STATED EXERCISE :: Print each line exactly as it is given.

SUPPLIED RECORDS ::

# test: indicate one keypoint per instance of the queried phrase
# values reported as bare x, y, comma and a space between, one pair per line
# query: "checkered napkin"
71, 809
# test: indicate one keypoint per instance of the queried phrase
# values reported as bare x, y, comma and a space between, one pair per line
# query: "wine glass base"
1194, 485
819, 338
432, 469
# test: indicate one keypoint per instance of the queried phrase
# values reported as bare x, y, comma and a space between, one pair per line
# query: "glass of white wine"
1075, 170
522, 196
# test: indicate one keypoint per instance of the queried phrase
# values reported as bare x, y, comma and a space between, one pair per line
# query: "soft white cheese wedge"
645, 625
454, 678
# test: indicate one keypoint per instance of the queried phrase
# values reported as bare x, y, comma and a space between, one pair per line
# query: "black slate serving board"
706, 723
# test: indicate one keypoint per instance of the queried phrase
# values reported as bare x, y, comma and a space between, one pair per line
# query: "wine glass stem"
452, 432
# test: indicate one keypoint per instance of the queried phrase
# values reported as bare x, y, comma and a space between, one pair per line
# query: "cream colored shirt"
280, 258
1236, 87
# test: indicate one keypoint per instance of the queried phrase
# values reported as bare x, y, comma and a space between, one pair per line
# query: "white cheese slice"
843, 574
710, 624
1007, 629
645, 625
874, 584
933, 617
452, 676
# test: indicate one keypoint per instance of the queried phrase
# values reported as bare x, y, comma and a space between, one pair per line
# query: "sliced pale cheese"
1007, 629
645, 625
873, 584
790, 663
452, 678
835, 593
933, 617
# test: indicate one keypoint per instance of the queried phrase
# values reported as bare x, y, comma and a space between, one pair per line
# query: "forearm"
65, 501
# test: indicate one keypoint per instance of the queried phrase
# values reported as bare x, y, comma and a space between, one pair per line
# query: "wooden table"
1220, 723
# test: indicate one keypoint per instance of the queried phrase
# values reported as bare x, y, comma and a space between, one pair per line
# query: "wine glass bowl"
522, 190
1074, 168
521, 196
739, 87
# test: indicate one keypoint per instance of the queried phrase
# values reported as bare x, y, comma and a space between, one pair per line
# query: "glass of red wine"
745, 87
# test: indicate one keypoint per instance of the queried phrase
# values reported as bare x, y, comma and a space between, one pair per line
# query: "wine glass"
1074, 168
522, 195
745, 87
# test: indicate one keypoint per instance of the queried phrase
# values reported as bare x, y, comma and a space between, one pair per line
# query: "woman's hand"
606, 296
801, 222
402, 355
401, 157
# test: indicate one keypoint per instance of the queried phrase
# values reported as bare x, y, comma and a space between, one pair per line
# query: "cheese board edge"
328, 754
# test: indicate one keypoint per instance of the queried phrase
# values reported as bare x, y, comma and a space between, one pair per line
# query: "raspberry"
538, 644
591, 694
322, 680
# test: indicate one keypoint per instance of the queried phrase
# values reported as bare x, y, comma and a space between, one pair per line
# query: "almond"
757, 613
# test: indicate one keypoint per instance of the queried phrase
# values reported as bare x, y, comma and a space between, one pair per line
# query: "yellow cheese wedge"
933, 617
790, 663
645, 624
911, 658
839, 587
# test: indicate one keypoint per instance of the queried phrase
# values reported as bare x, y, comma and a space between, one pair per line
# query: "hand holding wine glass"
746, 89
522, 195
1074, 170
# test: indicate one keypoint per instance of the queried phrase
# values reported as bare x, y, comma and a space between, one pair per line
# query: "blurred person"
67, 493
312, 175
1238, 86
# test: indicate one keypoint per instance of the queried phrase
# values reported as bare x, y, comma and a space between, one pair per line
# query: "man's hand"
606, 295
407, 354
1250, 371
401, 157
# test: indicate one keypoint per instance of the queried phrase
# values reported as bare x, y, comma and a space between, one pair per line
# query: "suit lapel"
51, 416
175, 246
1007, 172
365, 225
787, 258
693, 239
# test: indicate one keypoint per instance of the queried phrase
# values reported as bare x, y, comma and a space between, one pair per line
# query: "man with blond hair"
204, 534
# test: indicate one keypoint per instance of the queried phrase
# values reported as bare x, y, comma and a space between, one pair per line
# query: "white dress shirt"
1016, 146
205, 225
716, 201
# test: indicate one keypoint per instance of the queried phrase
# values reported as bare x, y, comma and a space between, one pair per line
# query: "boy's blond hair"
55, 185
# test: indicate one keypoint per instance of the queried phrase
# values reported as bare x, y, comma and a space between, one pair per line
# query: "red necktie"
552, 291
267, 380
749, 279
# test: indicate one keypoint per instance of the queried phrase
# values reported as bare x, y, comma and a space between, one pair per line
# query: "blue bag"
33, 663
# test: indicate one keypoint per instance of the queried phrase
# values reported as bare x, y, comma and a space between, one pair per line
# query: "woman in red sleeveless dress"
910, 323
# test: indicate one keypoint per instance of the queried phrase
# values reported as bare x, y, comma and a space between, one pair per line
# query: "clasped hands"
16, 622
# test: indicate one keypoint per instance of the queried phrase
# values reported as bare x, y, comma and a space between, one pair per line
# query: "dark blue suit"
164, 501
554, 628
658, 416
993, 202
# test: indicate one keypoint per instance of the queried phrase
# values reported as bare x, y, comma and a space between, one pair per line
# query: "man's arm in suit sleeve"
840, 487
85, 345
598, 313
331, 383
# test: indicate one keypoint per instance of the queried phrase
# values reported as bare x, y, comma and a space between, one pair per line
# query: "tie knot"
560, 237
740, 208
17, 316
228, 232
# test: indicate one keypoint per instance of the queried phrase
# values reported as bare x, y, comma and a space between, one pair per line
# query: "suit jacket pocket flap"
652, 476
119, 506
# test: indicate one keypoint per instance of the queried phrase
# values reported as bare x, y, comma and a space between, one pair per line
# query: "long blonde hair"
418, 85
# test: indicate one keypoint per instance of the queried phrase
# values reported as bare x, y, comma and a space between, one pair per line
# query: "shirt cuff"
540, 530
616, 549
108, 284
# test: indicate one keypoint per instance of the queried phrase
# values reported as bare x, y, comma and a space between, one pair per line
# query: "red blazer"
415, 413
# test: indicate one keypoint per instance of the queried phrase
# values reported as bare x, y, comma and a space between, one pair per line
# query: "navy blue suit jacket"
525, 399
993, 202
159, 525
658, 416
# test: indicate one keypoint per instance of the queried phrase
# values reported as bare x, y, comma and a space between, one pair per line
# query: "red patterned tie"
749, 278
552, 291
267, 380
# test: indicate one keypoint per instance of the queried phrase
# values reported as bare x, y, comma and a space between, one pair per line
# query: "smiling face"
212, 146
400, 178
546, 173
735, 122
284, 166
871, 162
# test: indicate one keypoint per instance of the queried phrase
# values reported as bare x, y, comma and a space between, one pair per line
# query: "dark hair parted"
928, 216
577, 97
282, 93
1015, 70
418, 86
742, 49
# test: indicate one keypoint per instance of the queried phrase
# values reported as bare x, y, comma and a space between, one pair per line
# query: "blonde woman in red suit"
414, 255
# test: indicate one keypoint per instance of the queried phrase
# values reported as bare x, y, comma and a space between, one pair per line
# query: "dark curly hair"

FINAL RESULT ::
# test: indicate one keypoint per instance of the queried phrase
# values reported as bare x, y, comma and a space between, one pair per line
# query: "checkered napkin"
71, 809
# test: indicate one keypoint per instance of the queried phrase
# values reported as bare x, y, comma and a space between, one pair per line
# query: "wine glass base"
1194, 485
819, 338
432, 469
# test: indicate one keypoint per instance of the queried phrase
# values reported as bare x, y, comma and a space between, one pair per line
# query: "glass of white wine"
1075, 170
522, 196
# test: indicate one keypoint per instance of the queried phrase
# values reported as bare x, y, comma and a space between, one pair per line
# query: "soft white cheese wedge"
645, 625
454, 678
# test: indicate one keypoint per instance of the queried phrase
# values reported as bare x, y, comma and a space between, one pair per line
# query: "black slate serving board"
706, 723
# test: indicate one keypoint per instance of the queried phrase
# values reported as bare x, y, comma and a space between, one pair per line
# query: "wine glass stem"
452, 432
# test: indicate one keypoint per instance of the queried phrase
# values reported as bare x, y, comma and a space between, one pair per line
# query: "cream colored shirt"
280, 258
1236, 87
# test: indicate one keypoint per instance of the queried phrase
# values reported as bare x, y, comma and a space between, one pair per line
# query: "white cheese slice"
843, 574
710, 624
1007, 629
645, 625
874, 584
933, 617
452, 676
# test: indicate one keypoint per instance of the queried phrase
# values reported as bare x, y, comma and a space between, one pair per line
# query: "sliced pale cheese"
1007, 629
645, 625
873, 584
790, 663
452, 678
835, 593
933, 617
# test: indicate one keypoint per instance of the queried phrase
# values reported as bare x, y, comma and a space between, one pair per line
# query: "forearm"
65, 501
# test: indicate one keypoint per instance of the queried phrase
# values reported as bare x, y, comma and a space between, one pair per line
# query: "wooden table"
1220, 723
# test: indicate one keypoint per instance of the queried phrase
# values reported as bare x, y, comma and a space between, one pair per line
# query: "wine glass bowl"
522, 190
1074, 168
521, 196
739, 87
# test: indicate one keypoint per instance of the queried phrase
# values reported as bare x, y, comma and a space between, one pair per line
# query: "glass of red wine"
745, 87
# test: indicate one keypoint per instance of the queried phrase
# values reported as bare x, y, comma and a space between, one pair per line
# query: "wine glass"
1074, 168
522, 195
745, 87
# test: indicate one keypoint per instance of the queried phrase
# values reported as bare x, y, comma and a space between, one pair per line
# query: "woman's hand"
606, 296
801, 222
402, 355
401, 157
# test: indicate one keypoint per instance of the queried phrase
# values reported as bare x, y, comma and a space between, one pair per line
# query: "cheese board edge"
328, 754
# test: indicate one keypoint per instance of the queried phrase
# values reported as bare x, y, comma and a space between, one pair per line
# query: "raspberry"
538, 644
591, 694
322, 680
# test: indicate one keypoint per instance of the queried phrase
# values reported as bare x, y, comma and a space between, one pair per line
# query: "almond"
757, 613
# test: indicate one keypoint per instance of the queried phrase
# values reported as bare x, y, comma and a space between, one pair per line
# query: "yellow cheese wedge"
933, 617
790, 663
645, 624
911, 658
839, 587
# test: indicate one keypoint per instance of the queried phrase
# values reported as bare x, y, comma and a space between, one pair per line
# query: "hand holding wine glass"
746, 89
522, 195
1074, 170
# test: indicate one keypoint per instance of the queried phrase
# values reported as bare x, y, comma and a space between, one pair per line
# query: "blurred person"
67, 493
312, 175
1238, 86
# test: indicate one keypoint per instance of the queried phrase
# values reported as bare x, y, comma and a space between, one pair per line
# query: "man's hand"
606, 295
407, 354
1250, 371
401, 157
# test: indicate one keypoint per instance of the queried phrase
# values reported as bare x, y, comma and a space between, one pair per line
# query: "suit lapel"
51, 416
175, 246
1007, 172
365, 225
787, 258
693, 239
# test: indicate one keypoint per instance of the queried phrase
# values reported as bare x, y, comma and a space between, one pair per line
# query: "man with blond hair"
204, 534
# test: indicate one keypoint per instance of the queried phrase
# values reported as bare x, y, comma and a space between, one pair per line
# query: "white dress shirt"
1016, 146
205, 225
716, 201
# test: indicate one keypoint per instance of the queried phrase
# values reported as bare x, y, comma and a space between, one pair per line
# query: "boy's blond hair"
55, 185
# test: indicate one keypoint per instance of the queried phrase
# values reported as bare x, y, comma and a space between, one pair per line
# query: "red necktie"
552, 291
267, 380
749, 279
# test: indicate one keypoint per instance of the queried phrase
# values reported as bare x, y, comma and a space between, one pair per line
# query: "blue bag"
33, 663
# test: indicate one keypoint per instance of the queried phrase
# values reported as bare x, y, comma and a space between, one pair per line
# query: "woman in red sleeveless dress"
910, 323
# test: indicate one keypoint per instance of the queried phrase
# values reported as bare x, y, comma and a space between, one pair per line
# query: "clasped hands"
16, 622
# test: indicate one keypoint per instance of the queried phrase
# values reported as bare x, y, comma and a space between, one pair per line
# query: "dark blue suit"
164, 501
554, 628
658, 416
993, 202
# test: indicate one keypoint per instance of the queried phrase
# values reported as bare x, y, comma and a space between, one pair per line
# query: "man's arm in suit sleeve"
840, 487
85, 345
598, 313
331, 383
# test: indicate one keypoint per instance of the queried phrase
# values reported as bare x, y, comma and a space between, one pair per line
# query: "tie knot"
560, 237
740, 208
17, 316
228, 232
# test: indicate one keypoint per instance of the queried phrase
# values reported as bare x, y, comma and a space between, one pair per line
# query: "suit jacket pocket flap"
652, 476
119, 506
# test: indicate one keypoint per instance of the queried phrase
# values reported as bare x, y, comma and a space between, one pair per line
# query: "long blonde hair"
418, 85
# test: indicate one keypoint per instance of the queried phrase
# values reported as bare x, y, comma and a space between, one pair per line
# query: "shirt cuff"
540, 530
616, 549
108, 284
# test: indicate one keypoint per instance of the queried phrase
# values reported as bare x, y, comma and a space between, one pair per line
# query: "red blazer"
415, 413
# test: indicate one keypoint per instance of the queried phrase
# values reported as bare x, y, comma and a space between, one pair per line
# query: "navy blue suit jacket"
525, 399
993, 202
159, 525
658, 416
# test: indicate one keypoint per instance of the queried phrase
# values reported as bare x, y, comma and a space between, one pair per line
# query: "red patterned tie"
749, 278
552, 291
267, 380
# test: indicate one keypoint per instance of the queried phrase
# values reported as bare x, y, comma and a space between, one pair per line
# query: "smiling face"
212, 146
400, 178
546, 173
735, 122
284, 166
871, 162
# test: indicate one keypoint per instance of the queried phrase
# values reported as bare x, y, comma and a space between, one pair per line
# query: "dark hair parted"
928, 216
577, 97
282, 93
1015, 70
418, 86
742, 49
# test: indicate one keypoint per instance of the queried phrase
# values reported as bare x, y, comma and a space between, one pair per line
# query: "blonde woman in red suit"
414, 255
# test: indicate one keypoint per instance of the queried phrase
# values reported as bare x, y, comma and a space between, one pair per line
# query: "dark curly hair"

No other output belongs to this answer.